→ **Quoted passage**
◆ ◆ ◆ ◆ ◆ ◆ ◆

In JavaScript Regular Expressions are objects of the type RegExp.
There are specific functions present as part of the built-in String and RegExp objects which takes these regular expressions as inputs to run comparisons.
String - match(), matchAll(), replace(), search(), split()
RegExp - exec(), test()

How do we create Regular Expression in JavaScript?

There are 2 ways of doing that:

  1. Using a Regular Expression Literal - This can be done by enclosing the pattern string in-between slashes. This is compiled to regular expression at the time the script is loaded. Which means if the expression remains constant using this method will lead to better performance.
    var regExp1 = /ab+c/;
    
  2. Using constructor function of RegExp object - This compiles the expression at the runtime and should be used when the expression is likely to change or when the expression to be used is not known at the authoring time of the code, such as when it's an user input.
    var regExp2 = new RegExp('ab+c');
    
    NOTE: For uniformity, in all the regular expression below, we will try and use the String.prototype.match() method to check the behavior of the regular expression.

What are Regular Expressions composed of?

They are composed of simple characters like a, b, c, 1, 2, etc, and special characters like \, * etc.
Simple Patterns: This kind of expression pattern matches the character combination where an exact match is found in sequence, i.e. all characters together and in that order. For example:

var re1 = /abc/;
var testStr = " This string contains ABC , abc , Abc,AB and C";
console.log(testStr.match(re1));
/*output:
[ 'abc',
  index: 28,
  input: ' This string contains ABC , abc , Abc,AB and C' ]
*/
var testStr1 = "ABC";
console.log(testStr1.match(re1));//null

So when an exact match to the string "abc" is encountered in the same case the expression returns an array with some properties, else it returns null.

Special Characters Patterns: This is used where a more complicated sequence of expressions needs to be searched. Such expressions can be used to find more then one occurrence of a particular character, or a white space character etc. For example to search for a followed by 0 or more occurrences of b followed by c, we can write the expression as ab*c, where the * means 0 or more occurrences of a character.
The special characters used in Regular Expressions can be categorized as below:

  1. Assertions
  2. Character Classes
  3. Groups and Ranges
  4. Quantifiers
  5. Unicode property escapes

Let's see in details each of these:

Assertions

This includes matching boundaries, which indicate beginnings and endings of lines and words, and other patterns like look-ahead, look-behind and conditional expressions. Below are the two categories of assertions:
Boundary Type Assertions:

  • ^ - matches the beginning of an input. If the multi-line flag is set(//m) then it also matches characters after it encounters any line break character.
    If multiple matches are found it returns the first occurrence.
    NOTE: This character has a different meaning if it appears at the start of a group.
    var assertionString1 = "one string \nOne string \nown string";
    var assertionRE1 = /^O/;//case senitive match by default
    var assertionRE2 = /^O/i;//case insensitive match
    var assertionRE3 = /^o/;
    var assertionRE4 = /^O/m;//multi-line search for "O"

◆ ◆ ◆ ◆ ◆ ◆ ◆

→ **Task to complete**
Finish out the next part of the JavaScript regular expressions tutorial, picking up after its last line. The lines after this point come from a separate source.

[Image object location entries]

◆ ◆ ◆ ◆ ◆ ◆ ◆

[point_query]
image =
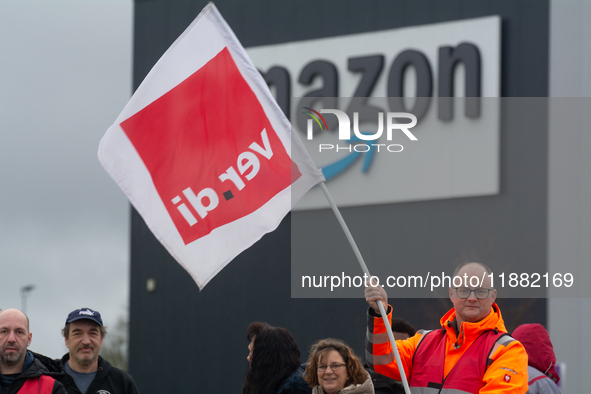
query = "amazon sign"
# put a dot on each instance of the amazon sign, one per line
(438, 83)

◆ ◆ ◆ ◆ ◆ ◆ ◆

→ **Response**
    console.log(assertionString1.match(assertionRE1));//null - first line does not have "O" as first character, so returns null
    console.log(assertionString1.match(assertionRE2));//[ 'o', index: 0, input: 'one string' ] - return result as case-insensitive search is performed
    console.log(assertionString1.match(assertionRE3));//[ 'o', index: 0, input: 'one string' ] - first line has "o" as first character
    console.log(assertionString1.match(assertionRE4));//[ 'O', index: 12, input: 'one string \nOne string \nown string' ] - one of the lines(line 2) has "O" as the first character
    
  • $ - this matches the end of an input. If multi-line flag(//m) is set then it also matches characters before it encounters any line break character.
    If multiple matches are found it returns the first occurrence.
    var assertionString1 = "big city\nbig citY\nbig city";
    var assertionRE1 = /Y$/;//case senitive match by default
    var assertionRE2 = /Y$/i;//case insensitive match
    var assertionRE3 = /y$/;
    var assertionRE4 = /Y$/m;//multi-line search for "Y"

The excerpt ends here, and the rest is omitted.